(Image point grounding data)
::::::::::

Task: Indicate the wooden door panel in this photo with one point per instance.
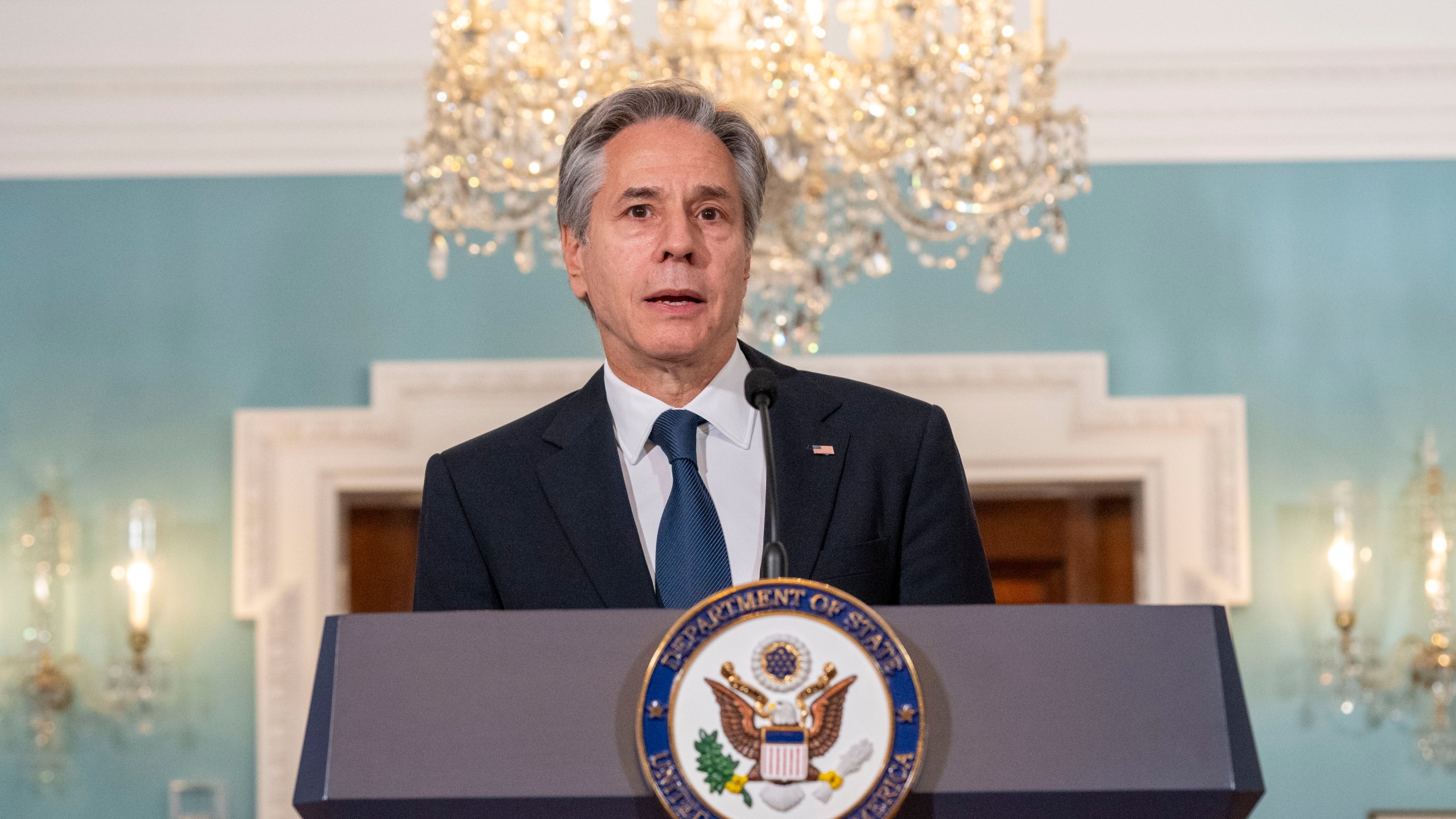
(1075, 550)
(382, 557)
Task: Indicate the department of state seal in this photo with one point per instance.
(781, 697)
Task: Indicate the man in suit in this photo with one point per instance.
(647, 486)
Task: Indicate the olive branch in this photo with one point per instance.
(718, 766)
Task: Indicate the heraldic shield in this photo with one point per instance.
(781, 698)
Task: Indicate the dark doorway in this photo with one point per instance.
(383, 532)
(1077, 548)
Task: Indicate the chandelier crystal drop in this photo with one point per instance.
(938, 118)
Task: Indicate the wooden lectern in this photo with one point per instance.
(1030, 712)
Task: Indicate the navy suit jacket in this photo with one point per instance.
(535, 515)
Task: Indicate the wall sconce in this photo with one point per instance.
(1350, 672)
(1417, 685)
(133, 688)
(41, 678)
(1430, 512)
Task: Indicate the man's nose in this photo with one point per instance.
(680, 238)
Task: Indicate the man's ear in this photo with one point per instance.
(571, 250)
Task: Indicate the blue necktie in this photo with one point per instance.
(692, 554)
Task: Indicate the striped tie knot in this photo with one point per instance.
(676, 432)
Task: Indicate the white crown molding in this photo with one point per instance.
(355, 118)
(1265, 107)
(1018, 419)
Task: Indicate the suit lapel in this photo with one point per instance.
(587, 491)
(809, 484)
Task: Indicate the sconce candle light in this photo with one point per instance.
(134, 690)
(142, 538)
(1343, 564)
(1416, 684)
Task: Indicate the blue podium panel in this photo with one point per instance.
(1117, 712)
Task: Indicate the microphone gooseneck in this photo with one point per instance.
(762, 390)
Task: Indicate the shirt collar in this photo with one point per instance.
(721, 404)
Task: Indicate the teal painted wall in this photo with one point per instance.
(137, 315)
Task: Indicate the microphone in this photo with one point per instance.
(762, 388)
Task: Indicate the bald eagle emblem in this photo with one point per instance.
(783, 737)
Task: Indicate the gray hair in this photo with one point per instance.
(583, 168)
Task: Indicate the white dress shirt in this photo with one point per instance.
(730, 458)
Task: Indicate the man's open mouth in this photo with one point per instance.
(676, 297)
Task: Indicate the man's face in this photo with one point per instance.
(664, 263)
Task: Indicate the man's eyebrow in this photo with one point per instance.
(644, 193)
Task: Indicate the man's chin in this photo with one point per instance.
(682, 348)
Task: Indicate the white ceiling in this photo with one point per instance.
(325, 86)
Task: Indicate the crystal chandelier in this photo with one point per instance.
(940, 120)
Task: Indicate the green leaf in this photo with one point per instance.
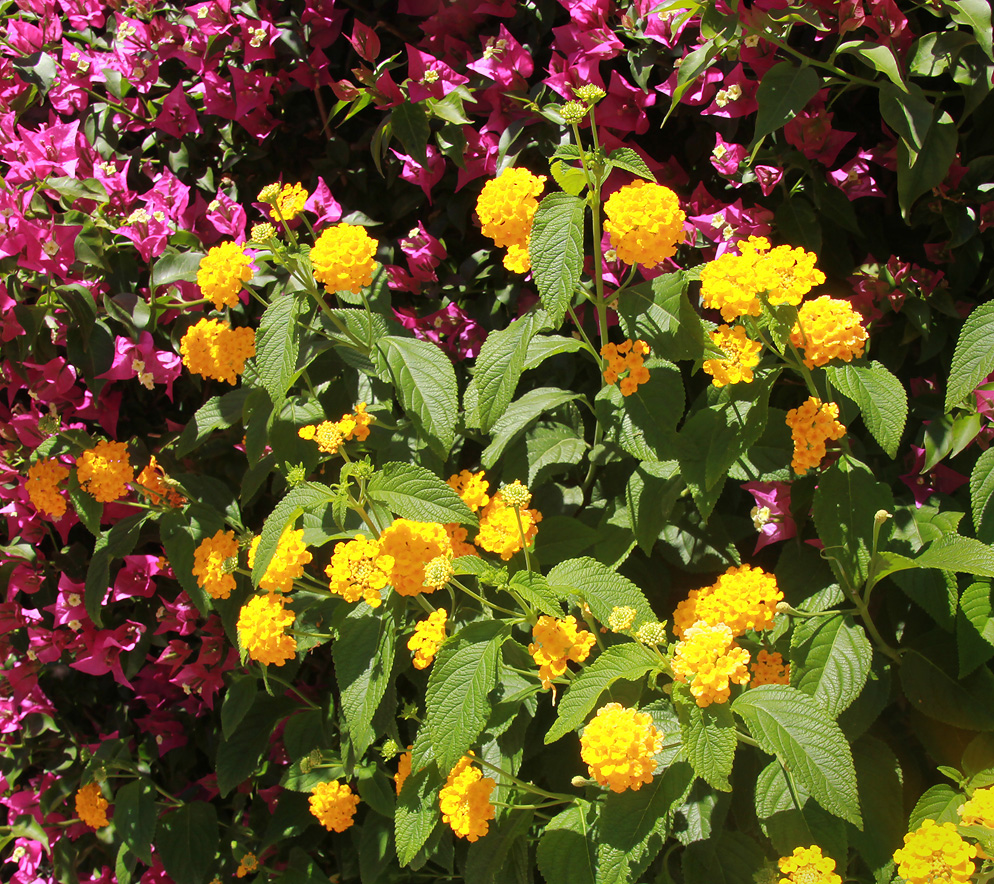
(567, 850)
(277, 346)
(845, 502)
(519, 415)
(627, 159)
(135, 817)
(556, 250)
(709, 739)
(976, 14)
(417, 812)
(410, 124)
(880, 396)
(412, 492)
(973, 358)
(426, 386)
(187, 841)
(629, 661)
(796, 728)
(498, 368)
(966, 703)
(782, 95)
(363, 655)
(830, 660)
(462, 676)
(939, 803)
(601, 588)
(974, 627)
(660, 313)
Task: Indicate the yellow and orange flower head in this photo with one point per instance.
(645, 223)
(620, 746)
(806, 865)
(828, 329)
(287, 563)
(344, 257)
(105, 470)
(744, 597)
(223, 272)
(769, 668)
(935, 854)
(465, 800)
(979, 810)
(213, 562)
(741, 356)
(811, 425)
(628, 356)
(499, 531)
(412, 545)
(42, 485)
(334, 805)
(556, 642)
(710, 662)
(262, 625)
(91, 806)
(428, 637)
(359, 570)
(507, 207)
(213, 349)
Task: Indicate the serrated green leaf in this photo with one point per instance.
(782, 94)
(795, 727)
(187, 842)
(556, 250)
(629, 661)
(413, 492)
(880, 396)
(277, 346)
(464, 672)
(426, 386)
(364, 654)
(601, 588)
(830, 660)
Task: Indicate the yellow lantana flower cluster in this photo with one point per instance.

::::::::::

For this exercise, return the records above in full and exactly, omitting the images.

Task: Indicate the wooden door panel in this photo with one point per instance.
(1075, 550)
(382, 557)
Task: Indicate the department of state seal in this photo with one point per instance.
(781, 697)
Task: Indicate the man in suit in this photo with one point per instance.
(647, 486)
Task: Indicate the olive branch in this photo with one point per instance.
(718, 766)
Task: Indicate the heraldic shield in this photo with one point per instance.
(781, 698)
Task: Indicate the dark doorway in this photo with one point per instance.
(383, 532)
(1077, 548)
Task: Indicate the chandelier crystal drop in this photo with one point per instance.
(938, 118)
Task: Indicate the wooden lectern in this photo with one point per instance.
(1030, 712)
Task: Indicate the navy suit jacket in this photo with one point per instance.
(535, 515)
Task: Indicate the wall sconce in this photo with one point per instance.
(1350, 672)
(1417, 685)
(133, 688)
(41, 678)
(1430, 512)
Task: Indicate the man's nose in this photo with one point per instance.
(680, 238)
Task: Indicate the man's ear in this photo with one point per instance.
(571, 250)
Task: Indicate the blue necktie in this photo with one point per instance.
(692, 554)
Task: Indicate the striped tie knot in this photo with one point per instance.
(676, 432)
Task: Indicate the white crown molding in this photo with one point per instance.
(355, 118)
(1265, 107)
(1018, 419)
Task: Indicate the suit lapel in this photo with one point per instance.
(587, 491)
(809, 484)
Task: Indicate the sconce candle light in this photo with one point per instance.
(134, 690)
(142, 538)
(1343, 564)
(1416, 684)
Task: Indicate the blue podium panel in this photo with one point per instance.
(1117, 712)
Task: Indicate the microphone gooseneck in this photo with one point per instance.
(762, 390)
Task: Indicate the shirt collar in this photo with one point per instance.
(721, 404)
Task: Indicate the teal painted wall in this photo with one point per instance.
(137, 315)
Task: Indicate the microphone in this photo with one point per instance.
(762, 388)
Task: Indicate the bald eagle emblem in this photo with one point per instance.
(783, 737)
Task: Indicate the gray hair in this photo with one point per instance.
(583, 168)
Task: Indicate the white dress shirt in this photo with one point per instance.
(730, 458)
Task: Indicate the man's open mouth in this photo with one point per instance.
(676, 297)
Task: Indicate the man's face in this photo with one point per instance.
(664, 263)
Task: Indicate the man's eyebrow in this photo with one point per instance.
(644, 193)
Task: Indicate the man's chin in this photo with one point per instance.
(682, 348)
Task: Indicate the white ceiling in this photo with one point per instance.
(325, 86)
Task: Indicate the crystal chandelier in this photo with one point per instance.
(940, 120)
Task: Indicate the green leaf in this photo with one point per instance.
(567, 850)
(277, 346)
(845, 502)
(519, 415)
(627, 159)
(135, 817)
(556, 250)
(709, 739)
(976, 14)
(417, 812)
(410, 124)
(880, 396)
(412, 492)
(973, 358)
(426, 386)
(187, 841)
(629, 661)
(796, 728)
(498, 368)
(966, 703)
(782, 95)
(363, 655)
(830, 660)
(462, 676)
(939, 803)
(601, 588)
(974, 627)
(660, 313)
Task: Indicate the yellow and orange flower head in this photo with one point per instance.
(645, 223)
(620, 746)
(806, 865)
(828, 329)
(287, 563)
(344, 257)
(105, 470)
(744, 597)
(223, 272)
(769, 668)
(935, 854)
(465, 800)
(979, 810)
(213, 562)
(741, 356)
(811, 425)
(628, 356)
(499, 531)
(412, 545)
(42, 485)
(334, 805)
(556, 642)
(710, 662)
(262, 625)
(91, 806)
(428, 637)
(359, 570)
(507, 207)
(213, 349)
Task: Indicate the serrated green leaf in this photo with one point per instance.
(782, 94)
(795, 727)
(187, 842)
(556, 250)
(629, 661)
(413, 492)
(880, 396)
(277, 346)
(464, 672)
(426, 386)
(364, 654)
(601, 588)
(830, 660)
Task: Indicate the yellow lantana flower cluster in this photo with one point per instance.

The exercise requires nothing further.